[Saved data entries]
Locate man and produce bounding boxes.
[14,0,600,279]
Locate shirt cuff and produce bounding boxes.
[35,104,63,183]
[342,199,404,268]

THE TASK: Copy out the full listing above, reproducing every line character for character.

ANSWER FOR THE TASK:
Locate man and produce bounding boxes.
[14,0,600,279]
Locate shirt cuff and produce bounding boxes.
[35,104,63,183]
[342,199,404,268]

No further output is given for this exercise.